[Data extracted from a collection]
==========

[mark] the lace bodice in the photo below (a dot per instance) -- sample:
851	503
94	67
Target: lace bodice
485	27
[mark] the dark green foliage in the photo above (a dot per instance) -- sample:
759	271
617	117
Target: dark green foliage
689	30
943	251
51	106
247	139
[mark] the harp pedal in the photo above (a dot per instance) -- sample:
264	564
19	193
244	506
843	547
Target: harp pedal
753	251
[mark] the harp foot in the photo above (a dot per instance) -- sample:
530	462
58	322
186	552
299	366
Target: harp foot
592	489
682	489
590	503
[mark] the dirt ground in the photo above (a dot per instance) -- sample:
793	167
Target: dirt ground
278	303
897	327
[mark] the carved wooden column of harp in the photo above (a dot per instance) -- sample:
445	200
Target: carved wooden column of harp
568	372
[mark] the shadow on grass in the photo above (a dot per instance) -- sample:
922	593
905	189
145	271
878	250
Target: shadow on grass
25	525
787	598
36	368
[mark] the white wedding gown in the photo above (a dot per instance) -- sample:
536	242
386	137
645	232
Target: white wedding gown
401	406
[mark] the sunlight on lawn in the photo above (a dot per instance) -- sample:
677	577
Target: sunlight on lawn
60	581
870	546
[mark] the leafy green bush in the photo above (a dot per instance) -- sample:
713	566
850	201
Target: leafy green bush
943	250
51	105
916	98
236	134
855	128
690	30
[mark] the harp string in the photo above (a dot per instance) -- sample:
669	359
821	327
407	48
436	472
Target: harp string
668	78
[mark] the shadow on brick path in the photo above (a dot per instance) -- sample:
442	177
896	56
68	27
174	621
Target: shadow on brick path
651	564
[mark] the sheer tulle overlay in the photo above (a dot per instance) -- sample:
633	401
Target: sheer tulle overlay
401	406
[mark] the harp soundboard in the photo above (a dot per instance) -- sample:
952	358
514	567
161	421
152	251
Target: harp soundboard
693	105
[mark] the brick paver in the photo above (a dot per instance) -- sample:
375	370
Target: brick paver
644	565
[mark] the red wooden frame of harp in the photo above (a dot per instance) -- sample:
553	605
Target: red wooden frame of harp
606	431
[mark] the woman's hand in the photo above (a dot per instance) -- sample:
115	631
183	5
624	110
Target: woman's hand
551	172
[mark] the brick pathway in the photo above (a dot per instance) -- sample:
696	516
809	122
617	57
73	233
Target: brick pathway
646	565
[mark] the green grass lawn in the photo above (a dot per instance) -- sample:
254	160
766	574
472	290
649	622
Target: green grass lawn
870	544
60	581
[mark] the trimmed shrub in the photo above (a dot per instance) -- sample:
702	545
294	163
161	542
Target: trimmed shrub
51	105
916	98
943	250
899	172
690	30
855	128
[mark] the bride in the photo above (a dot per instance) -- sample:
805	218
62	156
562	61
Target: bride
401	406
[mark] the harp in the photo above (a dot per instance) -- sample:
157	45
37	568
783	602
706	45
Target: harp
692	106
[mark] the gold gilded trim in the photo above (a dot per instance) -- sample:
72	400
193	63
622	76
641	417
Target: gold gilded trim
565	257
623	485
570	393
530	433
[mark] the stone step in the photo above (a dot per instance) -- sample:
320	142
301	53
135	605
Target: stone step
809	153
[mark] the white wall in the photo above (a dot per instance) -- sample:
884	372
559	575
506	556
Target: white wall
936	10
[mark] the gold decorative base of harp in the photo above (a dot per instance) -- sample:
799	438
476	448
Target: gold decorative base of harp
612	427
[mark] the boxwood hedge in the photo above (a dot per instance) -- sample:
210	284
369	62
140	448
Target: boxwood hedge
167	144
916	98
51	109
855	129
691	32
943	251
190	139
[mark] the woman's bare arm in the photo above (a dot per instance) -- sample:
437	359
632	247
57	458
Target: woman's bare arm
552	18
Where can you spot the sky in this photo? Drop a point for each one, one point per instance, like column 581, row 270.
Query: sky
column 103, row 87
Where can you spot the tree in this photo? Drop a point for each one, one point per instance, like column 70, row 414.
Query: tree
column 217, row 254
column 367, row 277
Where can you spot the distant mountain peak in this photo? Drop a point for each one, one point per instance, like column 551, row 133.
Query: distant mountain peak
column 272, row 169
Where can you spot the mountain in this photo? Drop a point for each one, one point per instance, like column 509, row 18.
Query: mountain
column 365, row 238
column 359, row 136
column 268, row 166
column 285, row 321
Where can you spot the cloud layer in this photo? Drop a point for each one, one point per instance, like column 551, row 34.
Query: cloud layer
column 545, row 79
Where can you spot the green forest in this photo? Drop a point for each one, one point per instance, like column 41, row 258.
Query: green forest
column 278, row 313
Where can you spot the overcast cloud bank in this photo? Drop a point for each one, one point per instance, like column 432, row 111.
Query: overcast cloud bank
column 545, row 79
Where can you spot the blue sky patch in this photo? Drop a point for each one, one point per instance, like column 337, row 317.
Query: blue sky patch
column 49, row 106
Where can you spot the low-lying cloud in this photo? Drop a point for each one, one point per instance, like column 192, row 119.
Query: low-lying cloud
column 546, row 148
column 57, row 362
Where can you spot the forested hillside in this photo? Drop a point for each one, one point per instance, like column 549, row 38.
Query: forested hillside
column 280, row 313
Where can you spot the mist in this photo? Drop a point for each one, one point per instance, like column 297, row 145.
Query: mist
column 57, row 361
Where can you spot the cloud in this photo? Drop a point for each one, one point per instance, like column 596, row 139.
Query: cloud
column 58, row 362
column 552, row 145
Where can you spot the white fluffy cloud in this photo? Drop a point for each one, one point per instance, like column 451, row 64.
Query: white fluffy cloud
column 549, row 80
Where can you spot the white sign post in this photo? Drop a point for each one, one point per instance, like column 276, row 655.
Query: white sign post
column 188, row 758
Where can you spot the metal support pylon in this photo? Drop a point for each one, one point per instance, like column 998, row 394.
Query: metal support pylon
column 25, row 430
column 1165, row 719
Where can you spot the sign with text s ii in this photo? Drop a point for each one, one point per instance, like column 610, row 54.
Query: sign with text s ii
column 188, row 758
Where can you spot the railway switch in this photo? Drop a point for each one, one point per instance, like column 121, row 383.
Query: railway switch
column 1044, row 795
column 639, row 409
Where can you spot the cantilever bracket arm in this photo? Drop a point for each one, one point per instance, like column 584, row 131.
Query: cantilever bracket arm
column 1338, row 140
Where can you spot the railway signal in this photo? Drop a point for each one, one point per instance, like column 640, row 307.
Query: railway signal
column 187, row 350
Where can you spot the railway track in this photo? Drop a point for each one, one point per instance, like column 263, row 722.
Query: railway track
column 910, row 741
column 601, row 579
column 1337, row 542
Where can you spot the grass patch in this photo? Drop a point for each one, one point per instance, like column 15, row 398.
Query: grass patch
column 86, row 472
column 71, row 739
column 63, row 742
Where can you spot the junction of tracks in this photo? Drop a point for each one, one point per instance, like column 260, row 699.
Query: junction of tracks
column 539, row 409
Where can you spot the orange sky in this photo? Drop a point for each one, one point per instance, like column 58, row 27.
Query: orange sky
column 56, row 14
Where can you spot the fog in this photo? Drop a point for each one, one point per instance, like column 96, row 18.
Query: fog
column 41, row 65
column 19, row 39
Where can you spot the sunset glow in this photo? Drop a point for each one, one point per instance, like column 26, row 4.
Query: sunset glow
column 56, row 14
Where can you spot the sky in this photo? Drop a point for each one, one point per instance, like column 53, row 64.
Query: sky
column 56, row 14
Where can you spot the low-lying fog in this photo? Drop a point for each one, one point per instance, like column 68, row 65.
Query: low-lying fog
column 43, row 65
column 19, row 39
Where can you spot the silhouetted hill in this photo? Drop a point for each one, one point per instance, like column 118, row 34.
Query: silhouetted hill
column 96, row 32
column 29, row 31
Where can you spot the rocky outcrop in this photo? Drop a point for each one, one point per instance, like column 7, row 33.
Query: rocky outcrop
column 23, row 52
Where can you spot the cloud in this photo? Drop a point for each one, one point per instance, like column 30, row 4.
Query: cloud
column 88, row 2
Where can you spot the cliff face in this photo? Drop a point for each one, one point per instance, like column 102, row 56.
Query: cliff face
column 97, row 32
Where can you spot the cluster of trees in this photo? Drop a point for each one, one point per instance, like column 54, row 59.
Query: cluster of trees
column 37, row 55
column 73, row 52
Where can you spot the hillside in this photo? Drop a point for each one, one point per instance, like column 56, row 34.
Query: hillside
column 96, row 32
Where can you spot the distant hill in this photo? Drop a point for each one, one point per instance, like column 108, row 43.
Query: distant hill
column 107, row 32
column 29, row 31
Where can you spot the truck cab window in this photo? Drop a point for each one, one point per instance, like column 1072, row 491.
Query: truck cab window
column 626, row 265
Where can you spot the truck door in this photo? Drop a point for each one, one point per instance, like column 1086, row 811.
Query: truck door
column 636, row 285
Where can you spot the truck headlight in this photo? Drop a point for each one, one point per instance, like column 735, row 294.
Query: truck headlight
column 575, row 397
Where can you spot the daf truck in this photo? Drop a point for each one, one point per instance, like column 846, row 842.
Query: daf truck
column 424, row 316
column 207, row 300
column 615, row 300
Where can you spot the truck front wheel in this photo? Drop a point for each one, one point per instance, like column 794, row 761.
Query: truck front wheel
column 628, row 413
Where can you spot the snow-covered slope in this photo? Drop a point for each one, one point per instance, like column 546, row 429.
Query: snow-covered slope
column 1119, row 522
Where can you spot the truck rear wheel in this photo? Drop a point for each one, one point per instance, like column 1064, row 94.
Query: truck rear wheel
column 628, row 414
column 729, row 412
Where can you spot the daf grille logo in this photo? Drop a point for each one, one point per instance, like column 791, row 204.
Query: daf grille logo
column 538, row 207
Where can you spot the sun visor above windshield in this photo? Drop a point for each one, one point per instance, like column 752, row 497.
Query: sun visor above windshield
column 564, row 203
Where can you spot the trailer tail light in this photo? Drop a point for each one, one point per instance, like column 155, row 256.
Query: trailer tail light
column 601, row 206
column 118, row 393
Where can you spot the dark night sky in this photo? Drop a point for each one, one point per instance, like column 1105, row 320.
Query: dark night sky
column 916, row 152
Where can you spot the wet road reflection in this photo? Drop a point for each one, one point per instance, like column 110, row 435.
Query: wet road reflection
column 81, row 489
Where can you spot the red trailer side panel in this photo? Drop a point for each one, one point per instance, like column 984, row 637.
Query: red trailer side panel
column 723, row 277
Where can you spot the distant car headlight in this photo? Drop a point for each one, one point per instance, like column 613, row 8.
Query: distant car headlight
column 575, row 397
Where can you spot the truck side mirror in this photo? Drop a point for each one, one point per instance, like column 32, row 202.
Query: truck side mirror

==========

Required work ▸ Out of the data above, set down the lines from the one with "Target: woman's hand" to the one with "Where can you spot the tree", both included, exactly as written and with no additions.

Reply to the task ▸
Target: woman's hand
551	172
[mark] the brick pathway in the photo above (a dot per instance) -- sample:
696	516
809	122
617	57
73	233
Target: brick pathway
646	565
[mark] the green grass lawn in the photo above (a dot per instance) -- sample:
254	160
766	574
472	290
649	622
Target: green grass lawn
870	544
60	581
[mark] the trimmed shrub in the photo above (a dot per instance) -- sample:
702	545
294	163
161	542
Target: trimmed shrub
51	105
916	98
943	250
899	172
690	30
855	128
[mark] the bride in the photo above (a dot per instance) -- sample:
805	218
62	156
562	61
Target: bride
401	406
[mark] the harp in the photo above (a dot per instance) -- sample:
157	45
37	568
783	602
706	45
Target: harp
692	106
[mark] the gold gilded trim in the photo above (a dot per instance) -- sample:
72	400
193	63
622	76
641	417
Target: gold gilded trim
565	257
623	485
570	393
530	433
[mark] the stone step in the photo above (a dot per instance) -- sample:
320	142
301	53
135	605
Target: stone step
809	153
[mark] the white wall in the photo above (a dot per instance) -- sample:
884	372
559	575
506	556
Target: white wall
936	10
[mark] the gold decorative base of harp in the photo above (a dot per instance) -- sample:
799	438
476	448
Target: gold decorative base of harp
612	427
[mark] the boxwood hedge in the photo above (a dot per instance) -- sample:
210	284
369	62
140	448
Target: boxwood hedge
167	144
916	98
51	109
855	129
691	32
943	251
190	139
[mark] the woman's bare arm in the photo above (a dot per instance) -- sample:
437	359
632	247
57	458
Target: woman's bare arm
552	18
Where can you spot the sky in this photo? Drop a point for each one, one point per instance, like column 581, row 270.
Query: sky
column 103, row 87
Where can you spot the tree in this photo? Drop a point for each one, one point per instance, like column 70, row 414.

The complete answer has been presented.